[AVAILABLE RECORDS — start]

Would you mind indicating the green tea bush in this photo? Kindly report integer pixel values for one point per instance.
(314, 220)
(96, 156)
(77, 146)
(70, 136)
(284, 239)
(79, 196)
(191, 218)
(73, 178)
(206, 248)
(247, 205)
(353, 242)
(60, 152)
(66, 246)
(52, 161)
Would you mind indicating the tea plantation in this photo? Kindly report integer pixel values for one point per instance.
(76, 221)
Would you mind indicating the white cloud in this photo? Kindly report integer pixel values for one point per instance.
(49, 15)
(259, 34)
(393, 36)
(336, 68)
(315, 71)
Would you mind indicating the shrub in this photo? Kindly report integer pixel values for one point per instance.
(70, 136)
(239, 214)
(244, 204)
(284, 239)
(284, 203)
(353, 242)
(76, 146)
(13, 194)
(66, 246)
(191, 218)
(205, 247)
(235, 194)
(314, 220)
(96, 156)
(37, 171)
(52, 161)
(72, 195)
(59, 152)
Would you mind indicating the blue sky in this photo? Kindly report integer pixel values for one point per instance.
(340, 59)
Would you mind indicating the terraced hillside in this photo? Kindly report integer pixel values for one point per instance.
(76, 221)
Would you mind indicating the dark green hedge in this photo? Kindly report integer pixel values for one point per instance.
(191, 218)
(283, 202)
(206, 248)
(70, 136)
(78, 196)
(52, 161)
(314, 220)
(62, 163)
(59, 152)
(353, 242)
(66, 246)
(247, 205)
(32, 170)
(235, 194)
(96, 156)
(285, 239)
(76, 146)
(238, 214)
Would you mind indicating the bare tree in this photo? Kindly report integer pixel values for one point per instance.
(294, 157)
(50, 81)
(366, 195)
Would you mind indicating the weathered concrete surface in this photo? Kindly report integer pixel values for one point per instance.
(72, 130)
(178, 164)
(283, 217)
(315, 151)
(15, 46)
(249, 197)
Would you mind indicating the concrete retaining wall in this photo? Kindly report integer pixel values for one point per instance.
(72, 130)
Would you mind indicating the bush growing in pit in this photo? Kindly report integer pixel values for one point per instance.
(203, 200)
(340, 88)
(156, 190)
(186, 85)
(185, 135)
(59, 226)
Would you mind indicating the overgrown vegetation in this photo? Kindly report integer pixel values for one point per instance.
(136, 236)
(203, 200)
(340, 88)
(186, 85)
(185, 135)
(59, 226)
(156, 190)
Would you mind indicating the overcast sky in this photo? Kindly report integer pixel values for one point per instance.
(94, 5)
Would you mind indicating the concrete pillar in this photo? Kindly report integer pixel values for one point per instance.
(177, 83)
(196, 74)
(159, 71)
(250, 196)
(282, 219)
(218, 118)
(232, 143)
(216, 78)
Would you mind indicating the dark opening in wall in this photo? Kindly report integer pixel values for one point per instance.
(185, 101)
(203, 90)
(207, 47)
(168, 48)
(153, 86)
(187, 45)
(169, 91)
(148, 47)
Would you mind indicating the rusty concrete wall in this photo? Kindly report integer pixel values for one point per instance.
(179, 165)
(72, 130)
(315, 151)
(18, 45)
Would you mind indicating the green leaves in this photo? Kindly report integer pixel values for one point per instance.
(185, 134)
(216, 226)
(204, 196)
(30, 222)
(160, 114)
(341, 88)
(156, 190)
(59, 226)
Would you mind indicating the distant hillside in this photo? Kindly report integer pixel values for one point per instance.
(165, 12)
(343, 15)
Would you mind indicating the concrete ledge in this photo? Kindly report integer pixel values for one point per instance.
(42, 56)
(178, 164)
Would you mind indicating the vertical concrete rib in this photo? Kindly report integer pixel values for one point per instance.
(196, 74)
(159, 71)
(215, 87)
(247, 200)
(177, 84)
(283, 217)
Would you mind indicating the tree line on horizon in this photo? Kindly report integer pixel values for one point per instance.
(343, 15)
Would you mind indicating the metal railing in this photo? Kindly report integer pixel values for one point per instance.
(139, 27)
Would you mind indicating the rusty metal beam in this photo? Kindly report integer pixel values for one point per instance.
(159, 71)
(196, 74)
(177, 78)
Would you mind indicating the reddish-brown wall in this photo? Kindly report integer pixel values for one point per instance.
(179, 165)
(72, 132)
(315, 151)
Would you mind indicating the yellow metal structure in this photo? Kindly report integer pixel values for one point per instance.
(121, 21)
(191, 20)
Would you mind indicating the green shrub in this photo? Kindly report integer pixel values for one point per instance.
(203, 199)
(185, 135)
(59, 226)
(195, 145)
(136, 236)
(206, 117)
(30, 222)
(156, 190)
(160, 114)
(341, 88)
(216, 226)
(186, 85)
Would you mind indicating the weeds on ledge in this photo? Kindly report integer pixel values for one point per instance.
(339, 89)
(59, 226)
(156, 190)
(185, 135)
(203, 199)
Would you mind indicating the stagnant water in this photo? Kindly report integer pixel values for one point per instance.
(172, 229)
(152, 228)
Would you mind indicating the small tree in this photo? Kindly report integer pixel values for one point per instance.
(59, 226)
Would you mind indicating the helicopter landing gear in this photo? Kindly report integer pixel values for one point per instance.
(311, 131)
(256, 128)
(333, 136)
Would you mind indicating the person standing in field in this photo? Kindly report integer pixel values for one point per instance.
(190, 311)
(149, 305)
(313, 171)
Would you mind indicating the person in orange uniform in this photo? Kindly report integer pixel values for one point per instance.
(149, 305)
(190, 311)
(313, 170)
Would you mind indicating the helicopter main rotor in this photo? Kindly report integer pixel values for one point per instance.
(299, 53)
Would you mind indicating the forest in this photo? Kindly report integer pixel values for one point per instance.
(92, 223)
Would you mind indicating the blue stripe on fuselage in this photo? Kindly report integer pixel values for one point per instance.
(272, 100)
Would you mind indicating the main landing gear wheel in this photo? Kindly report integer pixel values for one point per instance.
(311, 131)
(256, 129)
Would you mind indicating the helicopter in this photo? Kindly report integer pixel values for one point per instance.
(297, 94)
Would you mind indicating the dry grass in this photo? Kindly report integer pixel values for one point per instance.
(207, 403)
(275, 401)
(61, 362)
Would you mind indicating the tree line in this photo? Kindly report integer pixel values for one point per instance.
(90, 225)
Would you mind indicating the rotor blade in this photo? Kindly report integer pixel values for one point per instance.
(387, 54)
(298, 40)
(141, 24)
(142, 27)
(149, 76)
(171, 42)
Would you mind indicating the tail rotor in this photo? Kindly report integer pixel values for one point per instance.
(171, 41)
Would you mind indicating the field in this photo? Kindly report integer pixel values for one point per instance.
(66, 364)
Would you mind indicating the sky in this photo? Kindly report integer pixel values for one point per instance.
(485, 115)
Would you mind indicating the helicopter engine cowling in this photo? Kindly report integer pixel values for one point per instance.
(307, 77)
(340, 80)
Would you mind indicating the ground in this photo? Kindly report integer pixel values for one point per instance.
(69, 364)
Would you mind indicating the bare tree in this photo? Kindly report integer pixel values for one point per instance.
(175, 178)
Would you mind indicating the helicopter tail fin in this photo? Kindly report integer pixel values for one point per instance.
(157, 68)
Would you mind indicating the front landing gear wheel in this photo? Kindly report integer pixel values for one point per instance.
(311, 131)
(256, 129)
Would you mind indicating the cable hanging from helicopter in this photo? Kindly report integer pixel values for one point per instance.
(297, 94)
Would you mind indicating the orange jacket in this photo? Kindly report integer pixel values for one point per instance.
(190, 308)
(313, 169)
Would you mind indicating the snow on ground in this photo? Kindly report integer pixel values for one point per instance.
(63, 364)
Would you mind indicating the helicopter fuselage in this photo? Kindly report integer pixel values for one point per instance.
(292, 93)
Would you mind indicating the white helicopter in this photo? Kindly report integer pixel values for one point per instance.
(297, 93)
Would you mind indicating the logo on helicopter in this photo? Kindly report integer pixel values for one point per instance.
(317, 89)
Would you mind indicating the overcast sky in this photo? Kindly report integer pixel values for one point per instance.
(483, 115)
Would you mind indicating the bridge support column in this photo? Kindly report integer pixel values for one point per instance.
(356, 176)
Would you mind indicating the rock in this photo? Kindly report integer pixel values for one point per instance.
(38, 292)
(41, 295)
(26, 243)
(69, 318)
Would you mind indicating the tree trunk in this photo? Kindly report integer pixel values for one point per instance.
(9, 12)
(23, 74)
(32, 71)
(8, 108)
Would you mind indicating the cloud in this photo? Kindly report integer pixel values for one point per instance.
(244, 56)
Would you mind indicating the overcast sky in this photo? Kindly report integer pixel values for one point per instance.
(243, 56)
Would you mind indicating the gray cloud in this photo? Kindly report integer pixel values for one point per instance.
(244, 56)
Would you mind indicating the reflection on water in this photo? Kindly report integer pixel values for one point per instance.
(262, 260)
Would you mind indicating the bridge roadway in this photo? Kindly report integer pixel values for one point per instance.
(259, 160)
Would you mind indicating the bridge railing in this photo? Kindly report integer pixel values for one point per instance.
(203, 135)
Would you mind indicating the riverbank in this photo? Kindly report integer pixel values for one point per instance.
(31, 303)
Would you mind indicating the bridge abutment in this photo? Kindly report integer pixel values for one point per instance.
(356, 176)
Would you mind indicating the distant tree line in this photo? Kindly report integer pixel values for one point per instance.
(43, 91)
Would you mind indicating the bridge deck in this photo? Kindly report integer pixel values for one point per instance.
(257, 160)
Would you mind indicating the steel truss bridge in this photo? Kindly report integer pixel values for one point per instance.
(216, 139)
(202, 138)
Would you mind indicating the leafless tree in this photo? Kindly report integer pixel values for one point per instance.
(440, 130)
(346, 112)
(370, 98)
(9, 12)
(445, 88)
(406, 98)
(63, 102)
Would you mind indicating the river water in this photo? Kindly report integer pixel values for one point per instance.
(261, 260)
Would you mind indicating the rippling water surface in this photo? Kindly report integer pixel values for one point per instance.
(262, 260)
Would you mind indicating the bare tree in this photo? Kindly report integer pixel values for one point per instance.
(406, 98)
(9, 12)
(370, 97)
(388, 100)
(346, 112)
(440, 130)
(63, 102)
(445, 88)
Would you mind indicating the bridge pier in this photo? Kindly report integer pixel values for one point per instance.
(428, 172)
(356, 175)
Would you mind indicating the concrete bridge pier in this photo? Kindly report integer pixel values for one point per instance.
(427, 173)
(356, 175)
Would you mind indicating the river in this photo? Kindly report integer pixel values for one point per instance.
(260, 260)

[AVAILABLE RECORDS — finish]

WORK INSTRUCTIONS => Reproduce the lines from the one containing "Would you mind indicating the concrete bridge" to the end of the entries, keeping both ends and adding nothing.

ANSWER FOR THIS EXERCISE =>
Would you mind indicating the concrete bridge pier in this photo? Kindly report integer pixel values for one point per instance.
(427, 173)
(356, 175)
Would you mind indicating the river in this photo? Kindly report integer pixel values for one point per instance.
(260, 260)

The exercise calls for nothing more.